▶ **Work instructions**:
Every line of the material that follows must be printed again exactly.

▶ **Given entries**:
══════════
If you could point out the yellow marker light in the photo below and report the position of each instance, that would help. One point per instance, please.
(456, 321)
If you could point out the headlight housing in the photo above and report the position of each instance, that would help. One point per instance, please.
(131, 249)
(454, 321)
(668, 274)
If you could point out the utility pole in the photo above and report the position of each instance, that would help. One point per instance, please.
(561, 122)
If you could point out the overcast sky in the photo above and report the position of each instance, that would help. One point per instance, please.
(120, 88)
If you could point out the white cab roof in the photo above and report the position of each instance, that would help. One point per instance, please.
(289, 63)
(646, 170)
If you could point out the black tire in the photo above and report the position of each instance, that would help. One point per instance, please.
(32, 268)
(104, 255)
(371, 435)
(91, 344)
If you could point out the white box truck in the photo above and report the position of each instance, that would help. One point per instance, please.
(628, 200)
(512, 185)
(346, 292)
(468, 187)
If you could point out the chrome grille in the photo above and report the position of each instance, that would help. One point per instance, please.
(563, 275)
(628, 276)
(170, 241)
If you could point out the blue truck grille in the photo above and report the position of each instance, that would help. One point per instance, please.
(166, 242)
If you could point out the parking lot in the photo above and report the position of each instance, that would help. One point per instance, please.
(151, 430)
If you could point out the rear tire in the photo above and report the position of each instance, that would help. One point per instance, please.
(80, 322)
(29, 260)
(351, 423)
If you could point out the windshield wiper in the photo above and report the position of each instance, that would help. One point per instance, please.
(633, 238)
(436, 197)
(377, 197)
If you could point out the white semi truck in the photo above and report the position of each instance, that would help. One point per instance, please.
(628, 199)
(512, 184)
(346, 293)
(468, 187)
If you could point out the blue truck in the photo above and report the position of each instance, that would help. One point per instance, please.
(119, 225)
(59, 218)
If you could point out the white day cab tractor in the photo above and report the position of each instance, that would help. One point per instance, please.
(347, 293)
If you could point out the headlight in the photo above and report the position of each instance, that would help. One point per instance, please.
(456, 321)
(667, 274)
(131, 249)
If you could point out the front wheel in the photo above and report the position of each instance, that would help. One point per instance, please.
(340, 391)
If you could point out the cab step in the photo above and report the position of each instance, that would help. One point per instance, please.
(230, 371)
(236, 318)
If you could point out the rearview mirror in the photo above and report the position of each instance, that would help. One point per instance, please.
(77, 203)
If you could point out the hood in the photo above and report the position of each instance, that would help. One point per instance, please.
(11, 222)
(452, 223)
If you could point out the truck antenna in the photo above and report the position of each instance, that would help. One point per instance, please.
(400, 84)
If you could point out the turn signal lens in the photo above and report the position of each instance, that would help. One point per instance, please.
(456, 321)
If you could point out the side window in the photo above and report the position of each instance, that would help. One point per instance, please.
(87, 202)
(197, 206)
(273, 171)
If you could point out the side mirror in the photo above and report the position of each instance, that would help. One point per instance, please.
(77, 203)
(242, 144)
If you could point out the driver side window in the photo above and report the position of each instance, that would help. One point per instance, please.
══════════
▶ **Task response**:
If you could point out the yellow marker light in the photo below and report the position of each instance, that would help. One point per instance, please.
(456, 321)
If you could point out the headlight housing in the photo above and report the position of each instance, that would help. One point per instance, please.
(131, 249)
(454, 321)
(668, 274)
If you could point out the utility pole in the photo above and report the position of each instance, that would help. One point per instance, please.
(561, 122)
If you could point out the overcast sky in the photo above and report the position of each instance, that would help. One point per instance, please.
(120, 88)
If you could point out the white cab roof in the photo above and report the position of each instance, that would help. One point per instance, please.
(289, 63)
(646, 170)
If you could point out the black tire in the photo above and report the position of each instance, that would help. One point per instance, please.
(32, 268)
(104, 255)
(371, 435)
(91, 344)
If you could point out the white box truck in the photo above and report the position of each instance, that would help. One point per instance, please.
(628, 200)
(512, 185)
(346, 292)
(468, 187)
If you could point out the chrome grille in the photo above and report the position of each instance, that would help. One point per instance, please.
(563, 275)
(628, 276)
(170, 241)
If you could point out the blue truck grille in the photo above and report the position of each instance, that would help. One point per instance, please.
(166, 242)
If you could point out the parking lot in the photo above and report the position of each instance, that would help. One point per instance, please.
(151, 430)
If you could point out the rear tire in the photo above and report the position of each instance, that would help. One point per instance, please.
(80, 322)
(29, 260)
(351, 423)
If you could point out the windshield wiper in the photo above and report the position of each instance, that would help. One point per instance, please.
(633, 238)
(436, 197)
(377, 197)
If you could point out the white semi truck in the photo above and report the position of each instance, that would help. One point per instance, please.
(628, 199)
(512, 184)
(346, 293)
(468, 187)
If you could point out the blue truck in the photo above and report the position of each instance, that would help. One point per instance, please.
(119, 225)
(59, 218)
If you could point out the white day cab tractor in the photo above and report the position of each instance, that would help. One point per instance, please.
(347, 293)
If you could point out the headlight in the photo above and report the position of each instance, that would help. One point per instance, please.
(456, 321)
(667, 274)
(131, 249)
If you could point out the front wheel in the photo above and report the position of each instance, that would help. One point per instance, please.
(340, 391)
If you could point out the cab step in the photo above and report the position of each instance, that would help. One point per instance, please.
(230, 371)
(236, 318)
If you could point out the rearview mirror in the photo above and report the position of each instance, that would help. One point per instance, please.
(77, 203)
If you could point out the hood in the photo above and report the position of each instance, that would help. One point per instance, please.
(11, 222)
(452, 223)
If you could point out the truck antenna in the photo above and report the position of each instance, that would help. One point per instance, please.
(400, 84)
If you could point out the turn signal lens in the photo above and report the position of each instance, that would help. One point per instance, please.
(456, 321)
If you could point out the side window in the photo above and report the position of each instance, that would help. One point per instance, please.
(87, 202)
(197, 206)
(273, 171)
If you could point out the side mirror in the photo above and report the position of each instance, that would help. One point per instance, please.
(77, 203)
(242, 144)
If you could point out the driver side window in the photo above and report the position of each instance, that would help. One point per instance, please.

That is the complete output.